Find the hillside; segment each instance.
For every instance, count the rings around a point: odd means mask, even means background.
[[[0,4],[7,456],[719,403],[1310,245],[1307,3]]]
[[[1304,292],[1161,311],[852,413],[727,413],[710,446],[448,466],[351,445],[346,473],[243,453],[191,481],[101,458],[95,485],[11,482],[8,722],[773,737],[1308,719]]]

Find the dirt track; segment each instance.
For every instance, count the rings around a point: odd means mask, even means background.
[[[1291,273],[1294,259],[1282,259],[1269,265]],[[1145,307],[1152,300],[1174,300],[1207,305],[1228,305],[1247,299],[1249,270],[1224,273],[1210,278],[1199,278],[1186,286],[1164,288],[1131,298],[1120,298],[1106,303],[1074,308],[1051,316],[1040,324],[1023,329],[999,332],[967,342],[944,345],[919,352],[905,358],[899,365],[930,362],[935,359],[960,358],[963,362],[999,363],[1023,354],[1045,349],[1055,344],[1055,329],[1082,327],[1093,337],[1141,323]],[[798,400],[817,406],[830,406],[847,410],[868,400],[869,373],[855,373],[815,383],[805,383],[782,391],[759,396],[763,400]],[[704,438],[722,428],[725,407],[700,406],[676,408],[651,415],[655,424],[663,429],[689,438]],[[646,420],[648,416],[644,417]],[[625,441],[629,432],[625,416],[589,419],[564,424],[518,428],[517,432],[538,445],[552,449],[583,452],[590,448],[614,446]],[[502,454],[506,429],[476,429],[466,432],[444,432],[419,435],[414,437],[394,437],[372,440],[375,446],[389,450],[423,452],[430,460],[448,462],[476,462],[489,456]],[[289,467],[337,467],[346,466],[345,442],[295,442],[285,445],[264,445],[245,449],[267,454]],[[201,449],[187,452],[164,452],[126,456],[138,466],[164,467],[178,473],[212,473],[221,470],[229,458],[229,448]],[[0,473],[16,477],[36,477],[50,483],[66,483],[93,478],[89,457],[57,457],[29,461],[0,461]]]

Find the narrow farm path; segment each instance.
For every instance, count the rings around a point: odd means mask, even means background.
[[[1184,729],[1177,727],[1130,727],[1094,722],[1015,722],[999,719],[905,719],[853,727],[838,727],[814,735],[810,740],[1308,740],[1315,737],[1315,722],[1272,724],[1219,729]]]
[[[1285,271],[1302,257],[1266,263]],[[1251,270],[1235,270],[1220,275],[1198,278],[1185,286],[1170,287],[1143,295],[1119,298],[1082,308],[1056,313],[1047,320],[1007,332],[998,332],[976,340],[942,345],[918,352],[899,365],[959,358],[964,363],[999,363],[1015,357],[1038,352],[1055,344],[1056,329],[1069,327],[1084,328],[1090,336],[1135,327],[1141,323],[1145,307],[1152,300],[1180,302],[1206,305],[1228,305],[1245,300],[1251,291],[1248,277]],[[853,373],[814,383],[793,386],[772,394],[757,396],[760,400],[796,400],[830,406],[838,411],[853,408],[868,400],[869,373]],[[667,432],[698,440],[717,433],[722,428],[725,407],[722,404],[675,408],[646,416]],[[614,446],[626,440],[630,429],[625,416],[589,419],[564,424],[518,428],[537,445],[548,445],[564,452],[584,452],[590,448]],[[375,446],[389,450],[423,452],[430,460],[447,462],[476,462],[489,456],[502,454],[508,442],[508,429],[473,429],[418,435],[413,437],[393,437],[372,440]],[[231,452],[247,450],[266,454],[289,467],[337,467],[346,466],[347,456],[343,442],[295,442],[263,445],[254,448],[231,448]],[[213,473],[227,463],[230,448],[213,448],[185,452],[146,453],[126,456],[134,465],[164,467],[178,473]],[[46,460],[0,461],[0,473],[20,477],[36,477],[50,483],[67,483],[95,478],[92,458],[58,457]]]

▶ [EXERCISE REQUIREMENTS]:
Can you put every line of the data above into a Markdown table with the columns "No." and "Line", numbering the rows and leaving out the blank lines?

▶ [COMPLETE ANSWER]:
| No. | Line |
|---|---|
| 1 | Find the hillside; segment each instance. |
| 2 | For every instance, count the rings around a point: odd means mask, even means background. |
| 3 | [[[0,4],[7,456],[719,403],[1310,245],[1307,3]]] |
| 4 | [[[1304,292],[1161,311],[852,413],[727,413],[710,446],[448,466],[351,445],[346,473],[243,453],[191,481],[101,458],[95,485],[11,482],[8,722],[773,737],[1308,719]]] |
| 5 | Find the dirt track; segment each instance. |
| 6 | For every instance, count the rings around a point: odd means mask, even means background. |
| 7 | [[[1291,273],[1294,259],[1282,259],[1269,265]],[[1145,307],[1152,300],[1174,300],[1207,305],[1228,305],[1247,299],[1249,270],[1224,273],[1210,278],[1199,278],[1186,286],[1164,288],[1131,298],[1120,298],[1106,303],[1074,308],[1051,316],[1040,324],[1023,329],[999,332],[967,342],[944,345],[919,352],[905,358],[899,365],[930,362],[935,359],[960,358],[963,362],[999,363],[1023,354],[1045,349],[1055,344],[1055,329],[1082,327],[1093,337],[1141,323]],[[798,400],[817,406],[830,406],[847,410],[868,400],[869,373],[855,373],[815,383],[805,383],[782,391],[759,396],[763,400]],[[704,438],[722,428],[725,407],[700,406],[676,408],[651,415],[655,424],[663,429],[689,438]],[[646,420],[648,416],[644,417]],[[625,441],[629,432],[625,416],[589,419],[564,424],[518,428],[517,432],[538,445],[552,449],[583,452],[590,448],[614,446]],[[502,454],[506,429],[476,429],[466,432],[444,432],[419,435],[414,437],[394,437],[372,440],[375,446],[389,450],[423,452],[430,460],[448,462],[476,462],[489,456]],[[289,467],[337,467],[346,466],[345,442],[295,442],[285,445],[264,445],[245,449],[267,454]],[[201,449],[187,452],[164,452],[126,456],[138,466],[164,467],[178,473],[212,473],[221,470],[229,458],[229,448]],[[0,473],[16,477],[36,477],[50,483],[66,483],[93,478],[89,457],[57,457],[29,461],[0,461]]] |
| 8 | Find the narrow farm path; segment each instance. |
| 9 | For every instance, count the rings around a point: odd means mask, even means background. |
| 10 | [[[1184,729],[1177,727],[1130,727],[1094,722],[1015,722],[999,719],[905,719],[853,727],[838,727],[814,735],[810,740],[1308,740],[1315,737],[1315,722],[1272,724],[1219,729]]] |
| 11 | [[[1285,271],[1302,257],[1266,263]],[[1251,270],[1235,270],[1220,275],[1198,278],[1185,286],[1170,287],[1143,295],[1119,298],[1082,308],[1056,313],[1047,320],[1007,332],[998,332],[976,340],[942,345],[918,352],[899,365],[959,358],[964,363],[999,363],[1015,357],[1038,352],[1055,344],[1056,329],[1069,327],[1084,328],[1090,336],[1135,327],[1141,323],[1145,307],[1152,300],[1180,302],[1206,305],[1228,305],[1245,300],[1251,291],[1248,277]],[[853,373],[814,383],[793,386],[772,394],[757,396],[760,400],[796,400],[830,406],[838,411],[853,408],[868,400],[869,373]],[[667,432],[698,440],[717,433],[722,428],[725,407],[722,404],[675,408],[646,416]],[[614,446],[626,440],[630,429],[625,416],[589,419],[564,424],[518,428],[537,445],[548,445],[564,452],[584,452],[590,448]],[[375,446],[389,450],[423,452],[430,460],[447,462],[476,462],[489,456],[502,454],[508,442],[508,429],[473,429],[418,435],[413,437],[393,437],[372,440]],[[231,452],[247,450],[266,454],[289,467],[337,467],[346,466],[347,456],[343,442],[295,442],[263,445],[254,448],[231,448]],[[213,473],[227,463],[230,448],[213,448],[185,452],[146,453],[126,456],[134,465],[164,467],[178,473]],[[46,460],[0,461],[0,473],[20,477],[36,477],[50,483],[67,483],[95,478],[92,458],[58,457]]] |